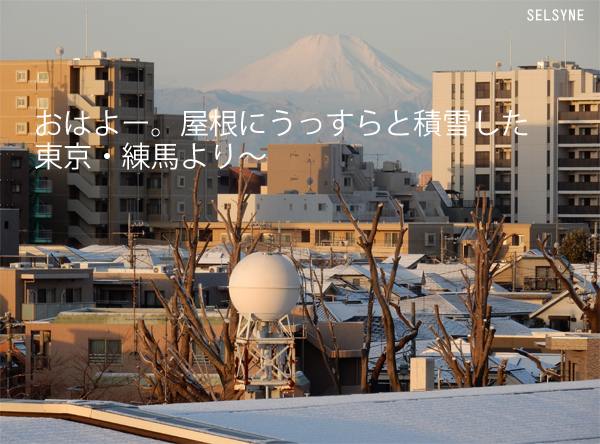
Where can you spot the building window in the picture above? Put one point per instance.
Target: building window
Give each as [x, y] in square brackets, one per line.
[22, 75]
[105, 351]
[43, 103]
[482, 90]
[22, 101]
[391, 239]
[22, 127]
[429, 239]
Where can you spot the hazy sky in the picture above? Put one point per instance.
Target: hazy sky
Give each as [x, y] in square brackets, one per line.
[196, 43]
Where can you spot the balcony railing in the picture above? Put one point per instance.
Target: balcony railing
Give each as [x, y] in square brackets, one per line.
[579, 186]
[580, 115]
[43, 186]
[502, 140]
[42, 210]
[551, 284]
[580, 163]
[503, 93]
[578, 139]
[579, 209]
[504, 209]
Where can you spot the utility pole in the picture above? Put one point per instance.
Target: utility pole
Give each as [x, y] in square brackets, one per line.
[131, 236]
[595, 250]
[9, 320]
[514, 270]
[442, 242]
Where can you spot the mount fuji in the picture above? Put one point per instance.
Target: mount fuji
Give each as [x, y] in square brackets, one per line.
[327, 71]
[317, 75]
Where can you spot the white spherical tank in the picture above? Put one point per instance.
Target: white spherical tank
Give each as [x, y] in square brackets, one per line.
[266, 285]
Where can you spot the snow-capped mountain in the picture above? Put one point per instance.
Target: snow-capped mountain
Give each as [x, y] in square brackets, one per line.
[326, 71]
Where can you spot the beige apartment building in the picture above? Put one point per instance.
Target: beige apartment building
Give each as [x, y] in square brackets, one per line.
[92, 204]
[552, 173]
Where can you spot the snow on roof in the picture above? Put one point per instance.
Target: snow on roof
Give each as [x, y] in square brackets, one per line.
[500, 306]
[504, 326]
[406, 260]
[569, 412]
[45, 430]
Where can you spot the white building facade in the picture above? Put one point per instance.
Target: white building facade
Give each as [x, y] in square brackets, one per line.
[551, 173]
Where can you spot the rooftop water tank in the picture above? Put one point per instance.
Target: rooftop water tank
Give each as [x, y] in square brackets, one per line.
[264, 284]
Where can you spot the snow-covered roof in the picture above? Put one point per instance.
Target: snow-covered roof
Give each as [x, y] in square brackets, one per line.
[570, 413]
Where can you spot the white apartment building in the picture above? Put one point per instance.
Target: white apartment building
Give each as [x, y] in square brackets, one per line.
[552, 173]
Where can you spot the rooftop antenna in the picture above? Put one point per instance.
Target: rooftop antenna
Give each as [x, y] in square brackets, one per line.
[565, 45]
[510, 52]
[86, 52]
[319, 119]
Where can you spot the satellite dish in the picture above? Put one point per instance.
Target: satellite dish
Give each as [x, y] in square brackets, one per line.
[265, 285]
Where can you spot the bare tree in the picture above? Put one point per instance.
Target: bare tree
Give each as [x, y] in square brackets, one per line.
[474, 372]
[382, 288]
[590, 311]
[332, 365]
[175, 379]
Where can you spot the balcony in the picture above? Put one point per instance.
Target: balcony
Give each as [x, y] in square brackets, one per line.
[91, 217]
[502, 140]
[579, 163]
[579, 186]
[581, 115]
[42, 186]
[579, 209]
[41, 236]
[42, 211]
[97, 165]
[504, 209]
[500, 116]
[547, 284]
[91, 191]
[570, 139]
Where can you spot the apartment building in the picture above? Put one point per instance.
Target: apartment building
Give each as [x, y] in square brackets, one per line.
[551, 173]
[91, 204]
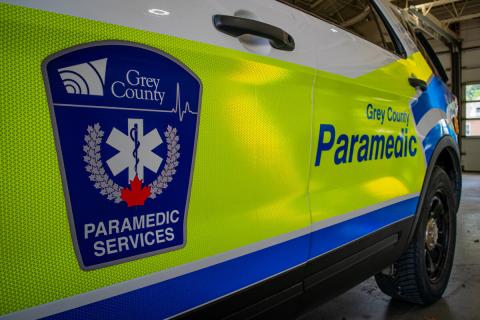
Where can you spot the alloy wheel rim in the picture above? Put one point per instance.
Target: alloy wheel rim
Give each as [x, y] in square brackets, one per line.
[436, 238]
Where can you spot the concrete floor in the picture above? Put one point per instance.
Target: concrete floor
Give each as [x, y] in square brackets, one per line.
[462, 297]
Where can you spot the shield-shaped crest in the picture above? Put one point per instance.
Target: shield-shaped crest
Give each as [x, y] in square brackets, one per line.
[125, 119]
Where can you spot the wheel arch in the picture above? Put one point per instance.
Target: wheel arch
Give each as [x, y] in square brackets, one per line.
[447, 156]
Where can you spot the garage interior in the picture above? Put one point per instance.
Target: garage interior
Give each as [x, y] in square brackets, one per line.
[453, 29]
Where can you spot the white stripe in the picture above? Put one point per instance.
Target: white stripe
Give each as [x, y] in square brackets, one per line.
[316, 46]
[429, 121]
[76, 301]
[357, 213]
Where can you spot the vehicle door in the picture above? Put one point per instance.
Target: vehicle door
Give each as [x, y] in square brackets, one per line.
[367, 164]
[183, 148]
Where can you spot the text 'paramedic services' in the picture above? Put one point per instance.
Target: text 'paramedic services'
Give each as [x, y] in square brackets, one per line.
[151, 229]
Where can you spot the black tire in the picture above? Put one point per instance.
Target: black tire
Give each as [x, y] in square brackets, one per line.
[421, 274]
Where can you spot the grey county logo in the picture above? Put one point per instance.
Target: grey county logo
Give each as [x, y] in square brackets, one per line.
[125, 130]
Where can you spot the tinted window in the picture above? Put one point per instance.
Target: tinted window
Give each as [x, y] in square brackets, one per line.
[356, 16]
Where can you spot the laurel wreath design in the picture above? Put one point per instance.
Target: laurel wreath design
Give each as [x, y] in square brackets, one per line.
[169, 170]
[103, 182]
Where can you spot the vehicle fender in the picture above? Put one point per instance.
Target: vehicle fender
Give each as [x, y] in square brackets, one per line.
[446, 146]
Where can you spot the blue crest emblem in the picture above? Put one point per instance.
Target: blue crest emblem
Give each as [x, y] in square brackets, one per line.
[125, 118]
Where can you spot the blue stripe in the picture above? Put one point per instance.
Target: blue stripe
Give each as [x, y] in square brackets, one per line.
[434, 97]
[179, 294]
[332, 237]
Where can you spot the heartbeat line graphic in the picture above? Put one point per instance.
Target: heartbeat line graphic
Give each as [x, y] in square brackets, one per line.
[178, 106]
[182, 111]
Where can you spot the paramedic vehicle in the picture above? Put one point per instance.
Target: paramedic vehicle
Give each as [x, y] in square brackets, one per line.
[219, 158]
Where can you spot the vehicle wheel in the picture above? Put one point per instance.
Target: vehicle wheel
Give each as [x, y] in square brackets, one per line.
[422, 272]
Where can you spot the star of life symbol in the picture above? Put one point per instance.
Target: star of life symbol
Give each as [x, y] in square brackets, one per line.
[135, 150]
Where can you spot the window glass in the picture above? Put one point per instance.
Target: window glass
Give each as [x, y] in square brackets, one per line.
[356, 16]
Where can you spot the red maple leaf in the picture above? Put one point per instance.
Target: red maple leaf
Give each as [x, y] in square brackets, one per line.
[136, 195]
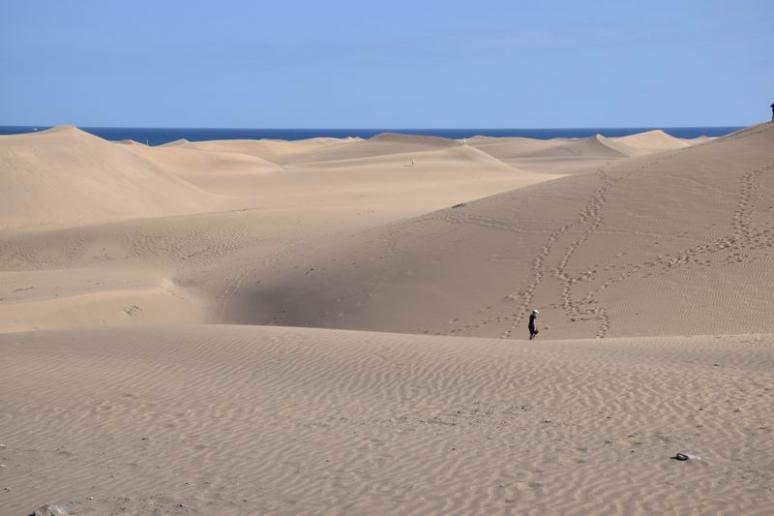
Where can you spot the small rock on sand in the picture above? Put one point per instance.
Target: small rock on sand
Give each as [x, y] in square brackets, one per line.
[50, 510]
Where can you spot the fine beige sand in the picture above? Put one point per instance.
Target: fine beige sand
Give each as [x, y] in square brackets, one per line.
[176, 325]
[258, 420]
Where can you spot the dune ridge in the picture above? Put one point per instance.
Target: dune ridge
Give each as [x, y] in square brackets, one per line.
[236, 327]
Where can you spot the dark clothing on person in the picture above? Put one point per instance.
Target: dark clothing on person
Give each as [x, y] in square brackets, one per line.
[532, 330]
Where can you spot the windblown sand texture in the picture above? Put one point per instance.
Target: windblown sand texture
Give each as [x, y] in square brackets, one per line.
[176, 325]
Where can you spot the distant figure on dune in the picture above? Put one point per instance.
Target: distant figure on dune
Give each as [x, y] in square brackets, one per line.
[532, 329]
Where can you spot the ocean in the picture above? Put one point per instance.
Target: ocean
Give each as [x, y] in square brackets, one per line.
[160, 135]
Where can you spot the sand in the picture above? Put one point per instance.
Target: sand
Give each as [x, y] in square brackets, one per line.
[338, 325]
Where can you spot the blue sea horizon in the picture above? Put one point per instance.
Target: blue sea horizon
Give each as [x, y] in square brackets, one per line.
[161, 135]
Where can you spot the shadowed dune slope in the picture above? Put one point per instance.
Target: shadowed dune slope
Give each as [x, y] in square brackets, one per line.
[675, 243]
[245, 420]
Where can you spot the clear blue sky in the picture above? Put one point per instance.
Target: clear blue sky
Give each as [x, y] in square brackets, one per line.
[397, 63]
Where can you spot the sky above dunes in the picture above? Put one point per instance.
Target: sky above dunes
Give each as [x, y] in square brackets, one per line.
[386, 64]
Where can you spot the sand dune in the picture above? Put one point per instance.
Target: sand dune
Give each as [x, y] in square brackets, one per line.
[276, 151]
[66, 176]
[645, 241]
[246, 420]
[675, 244]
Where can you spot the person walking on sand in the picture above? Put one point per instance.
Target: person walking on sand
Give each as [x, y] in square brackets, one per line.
[532, 329]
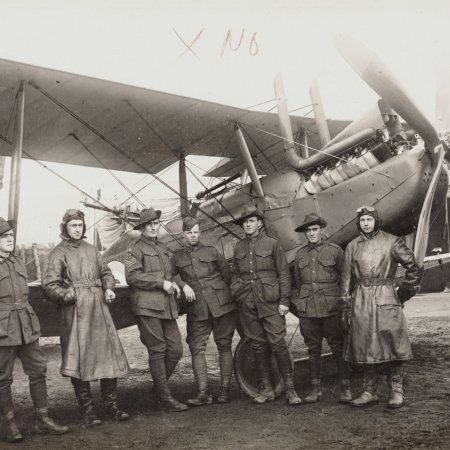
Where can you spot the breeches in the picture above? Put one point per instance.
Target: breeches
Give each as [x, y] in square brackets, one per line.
[222, 328]
[34, 362]
[315, 329]
[161, 337]
[263, 331]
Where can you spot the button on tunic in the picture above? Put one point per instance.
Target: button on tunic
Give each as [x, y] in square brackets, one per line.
[18, 321]
[317, 268]
[206, 271]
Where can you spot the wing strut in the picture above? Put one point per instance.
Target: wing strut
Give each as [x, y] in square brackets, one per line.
[126, 155]
[184, 202]
[247, 157]
[16, 161]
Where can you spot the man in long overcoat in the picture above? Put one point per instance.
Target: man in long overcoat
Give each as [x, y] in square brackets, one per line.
[317, 268]
[82, 285]
[261, 284]
[19, 337]
[205, 277]
[148, 270]
[372, 312]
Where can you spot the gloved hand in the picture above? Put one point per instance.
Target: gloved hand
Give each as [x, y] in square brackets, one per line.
[344, 319]
[405, 292]
[70, 296]
[344, 313]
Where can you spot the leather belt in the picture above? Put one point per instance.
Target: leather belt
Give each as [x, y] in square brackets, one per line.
[374, 281]
[85, 283]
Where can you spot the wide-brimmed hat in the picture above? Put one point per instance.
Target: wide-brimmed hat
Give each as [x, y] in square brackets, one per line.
[249, 211]
[147, 215]
[6, 225]
[312, 219]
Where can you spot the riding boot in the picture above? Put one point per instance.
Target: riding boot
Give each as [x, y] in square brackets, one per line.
[369, 396]
[226, 371]
[345, 395]
[201, 376]
[284, 365]
[395, 383]
[12, 433]
[170, 367]
[46, 425]
[110, 397]
[165, 400]
[266, 393]
[84, 398]
[315, 395]
[43, 423]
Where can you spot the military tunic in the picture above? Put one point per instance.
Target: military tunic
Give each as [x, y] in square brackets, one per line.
[378, 330]
[317, 270]
[19, 331]
[260, 283]
[147, 265]
[206, 271]
[91, 348]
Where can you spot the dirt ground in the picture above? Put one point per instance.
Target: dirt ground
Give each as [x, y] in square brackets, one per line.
[423, 423]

::::::

◆ What you are asked to do: Having found the line with "Target: sand dune" and the line with "Target: gloved hand" in the material above, write out exactly those two and every line between, leaving the pictures out.

◆ Solution:
Target: sand dune
Give each as [x, y] in square brackets, one per line.
[276, 151]
[66, 176]
[645, 241]
[246, 420]
[675, 244]
Where can you spot the person walking on sand in the picture above? Put one point per instance.
Target: person walking on sand
Give each as [x, y] in square brackets, one per line.
[532, 329]
Where can you spot the breeches in the picture above? Put one point per instance.
Target: breeches
Give each as [x, y] in square brackets, one per line.
[222, 328]
[34, 362]
[315, 329]
[161, 337]
[263, 331]
Where can you spot the button on tunic in the picture above? Put one point per instance.
Target: button on tunic
Give each as [x, y] in square brackets, one per line.
[18, 321]
[317, 268]
[206, 271]
Where can you spot the wing strut in the picture above? Put one point per instance.
Target: wing strut
Give each as [x, y] in square brackets, one per line.
[126, 155]
[184, 202]
[247, 157]
[16, 161]
Where can you spot the man in long overcoat in the picture above? Put one point per instance.
Target: man in long overcoat
Give each as [x, y] in square brackets, one per line.
[317, 268]
[82, 285]
[261, 284]
[19, 337]
[205, 277]
[148, 270]
[372, 312]
Where can you spot the gloved hand in the picture above? Put one point per instance.
Target: gloved hand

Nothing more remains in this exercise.